SUPPLIED TEXT
——

Greg Jones is one of the most successful American collegiate wrestlers of all-time.  At West Virginia University, Jones won three NCAA Division 1 wrestling titles - one of only 39 wrestlers to accomplish that feat in the tournament's 75-year history.

Shortly after his 5-3 decision of Cornell's Tyler Baier in the 184 pound finals, Jones was named the 2005 tournament's Most Outstanding Wrestler.  In addition to his title in 2005, Jones won the 184 pound title in 2004 and the 174 pound title as a freshman in 2002. Jones is currently serving as the Head Wrestling Coach for Sanford MMA in Deerfield Beach FL.

——

(Dataset items)
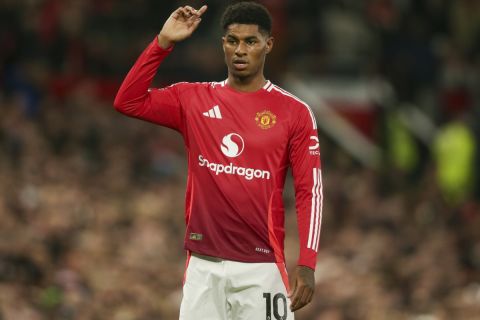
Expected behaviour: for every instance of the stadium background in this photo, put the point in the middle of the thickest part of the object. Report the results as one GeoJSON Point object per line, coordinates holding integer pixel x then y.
{"type": "Point", "coordinates": [91, 203]}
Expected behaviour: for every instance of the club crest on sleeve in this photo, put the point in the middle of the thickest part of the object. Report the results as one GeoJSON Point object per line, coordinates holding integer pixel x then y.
{"type": "Point", "coordinates": [265, 119]}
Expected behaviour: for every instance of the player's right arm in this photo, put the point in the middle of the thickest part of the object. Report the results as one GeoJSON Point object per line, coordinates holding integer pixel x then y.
{"type": "Point", "coordinates": [159, 106]}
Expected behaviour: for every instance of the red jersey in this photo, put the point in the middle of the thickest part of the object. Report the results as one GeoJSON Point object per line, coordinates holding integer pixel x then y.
{"type": "Point", "coordinates": [239, 146]}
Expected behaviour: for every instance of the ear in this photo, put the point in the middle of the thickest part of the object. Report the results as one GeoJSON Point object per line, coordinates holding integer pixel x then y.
{"type": "Point", "coordinates": [269, 44]}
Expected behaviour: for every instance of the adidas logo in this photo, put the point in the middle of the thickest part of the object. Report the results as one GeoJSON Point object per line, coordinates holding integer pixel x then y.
{"type": "Point", "coordinates": [213, 113]}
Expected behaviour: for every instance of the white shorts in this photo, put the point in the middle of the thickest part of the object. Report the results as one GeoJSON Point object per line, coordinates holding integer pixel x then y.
{"type": "Point", "coordinates": [223, 289]}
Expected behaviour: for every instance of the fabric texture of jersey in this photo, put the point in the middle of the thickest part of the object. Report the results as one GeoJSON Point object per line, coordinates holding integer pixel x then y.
{"type": "Point", "coordinates": [239, 146]}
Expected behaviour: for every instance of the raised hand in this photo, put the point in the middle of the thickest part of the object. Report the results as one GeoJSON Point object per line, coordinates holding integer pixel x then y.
{"type": "Point", "coordinates": [180, 25]}
{"type": "Point", "coordinates": [303, 287]}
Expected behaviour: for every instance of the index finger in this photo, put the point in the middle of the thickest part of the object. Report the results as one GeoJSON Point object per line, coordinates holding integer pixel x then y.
{"type": "Point", "coordinates": [202, 10]}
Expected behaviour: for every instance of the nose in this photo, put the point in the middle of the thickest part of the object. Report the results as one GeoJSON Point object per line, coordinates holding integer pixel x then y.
{"type": "Point", "coordinates": [240, 50]}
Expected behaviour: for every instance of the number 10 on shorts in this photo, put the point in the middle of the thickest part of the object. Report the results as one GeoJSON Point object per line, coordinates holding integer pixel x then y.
{"type": "Point", "coordinates": [275, 302]}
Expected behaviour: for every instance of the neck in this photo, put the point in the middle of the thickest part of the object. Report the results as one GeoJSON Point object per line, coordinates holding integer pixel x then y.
{"type": "Point", "coordinates": [246, 84]}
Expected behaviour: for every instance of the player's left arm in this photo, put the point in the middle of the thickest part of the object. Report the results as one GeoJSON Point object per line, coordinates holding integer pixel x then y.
{"type": "Point", "coordinates": [304, 154]}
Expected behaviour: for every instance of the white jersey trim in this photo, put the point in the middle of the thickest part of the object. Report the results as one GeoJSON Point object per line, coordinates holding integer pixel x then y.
{"type": "Point", "coordinates": [316, 211]}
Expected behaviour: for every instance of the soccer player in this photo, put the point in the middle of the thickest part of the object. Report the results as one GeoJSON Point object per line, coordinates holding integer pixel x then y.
{"type": "Point", "coordinates": [241, 135]}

——

WRITTEN REQUEST A
Decide whether each statement agrees with the Greg Jones passage, answering yes or no and quoting the words that settle it: (i) Jones beat Cornell's Tyler Baier by a 5-3 decision in the 184 pound finals. (ii) Jones took the 174 pound title as a senior. (iii) Jones was named Most Outstanding Wrestler of the 2004 tournament.
WRITTEN REQUEST B
Write out everything in the Greg Jones passage from "Greg Jones is" down to "tournament's 75-year history.".

RESULT A
(i) Yes: "Shortly after his 5-3 decision of Cornell's Tyler Baier in the 184 pound finals"
(ii) No: "the 174 pound title as a freshman in 2002"
(iii) No: "Jones was named the 2005 tournament's Most Outstanding Wrestler"

RESULT B
Greg Jones is one of the most successful American collegiate wrestlers of all-time.  At West Virginia University, Jones won three NCAA Division 1 wrestling titles - one of only 39 wrestlers to accomplish that feat in the tournament's 75-year history.